■ **ASSIGNMENT**
Check every line below, and copy those that include "flower".

■ **INPUT RECORDS**
· · · · · · ·

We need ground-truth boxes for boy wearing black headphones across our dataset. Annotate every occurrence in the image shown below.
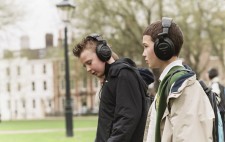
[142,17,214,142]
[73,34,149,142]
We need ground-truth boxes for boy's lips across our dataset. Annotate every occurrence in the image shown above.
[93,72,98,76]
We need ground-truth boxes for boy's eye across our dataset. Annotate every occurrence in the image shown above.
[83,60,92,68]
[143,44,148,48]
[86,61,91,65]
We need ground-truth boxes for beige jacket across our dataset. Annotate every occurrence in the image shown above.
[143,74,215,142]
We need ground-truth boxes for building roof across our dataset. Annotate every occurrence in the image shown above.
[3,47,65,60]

· · · · · · ·

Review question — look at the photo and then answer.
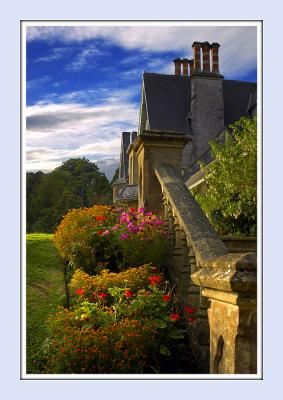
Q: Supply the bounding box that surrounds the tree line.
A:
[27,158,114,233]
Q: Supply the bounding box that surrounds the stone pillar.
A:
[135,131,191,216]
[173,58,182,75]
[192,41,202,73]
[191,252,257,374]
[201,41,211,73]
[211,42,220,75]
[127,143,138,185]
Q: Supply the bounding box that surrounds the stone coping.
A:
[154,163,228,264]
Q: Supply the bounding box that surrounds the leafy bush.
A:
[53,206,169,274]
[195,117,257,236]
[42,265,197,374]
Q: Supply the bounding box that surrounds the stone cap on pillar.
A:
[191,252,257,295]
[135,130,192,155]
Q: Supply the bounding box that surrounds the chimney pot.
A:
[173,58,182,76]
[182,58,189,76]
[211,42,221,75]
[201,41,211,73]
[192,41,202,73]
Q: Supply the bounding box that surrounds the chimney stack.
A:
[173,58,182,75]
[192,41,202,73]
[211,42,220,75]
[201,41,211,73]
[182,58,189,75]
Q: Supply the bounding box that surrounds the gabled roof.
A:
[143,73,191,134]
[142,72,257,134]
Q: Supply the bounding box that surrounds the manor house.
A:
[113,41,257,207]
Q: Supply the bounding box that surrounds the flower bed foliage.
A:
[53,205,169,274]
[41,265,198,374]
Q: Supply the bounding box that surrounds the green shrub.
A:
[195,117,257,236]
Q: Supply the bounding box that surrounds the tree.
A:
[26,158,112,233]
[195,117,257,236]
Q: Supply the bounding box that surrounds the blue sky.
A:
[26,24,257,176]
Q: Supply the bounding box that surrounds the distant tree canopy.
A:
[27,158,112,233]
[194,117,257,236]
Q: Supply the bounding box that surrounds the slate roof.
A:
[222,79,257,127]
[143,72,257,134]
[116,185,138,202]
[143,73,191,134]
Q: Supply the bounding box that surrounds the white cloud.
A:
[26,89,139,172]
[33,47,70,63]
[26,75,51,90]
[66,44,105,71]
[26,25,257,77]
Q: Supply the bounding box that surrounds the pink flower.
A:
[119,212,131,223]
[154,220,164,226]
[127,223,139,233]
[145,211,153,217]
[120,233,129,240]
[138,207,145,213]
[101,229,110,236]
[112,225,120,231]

· · · · · · ·

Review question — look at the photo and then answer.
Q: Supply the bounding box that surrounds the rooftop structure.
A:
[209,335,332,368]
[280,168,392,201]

· · · · · · ·

■ **SOLUTION TO THIS PROBLEM**
Q: Supply the bounding box that surrounds the flower bed foliage.
Q: Supply the bounding box that surrounds the pink flower.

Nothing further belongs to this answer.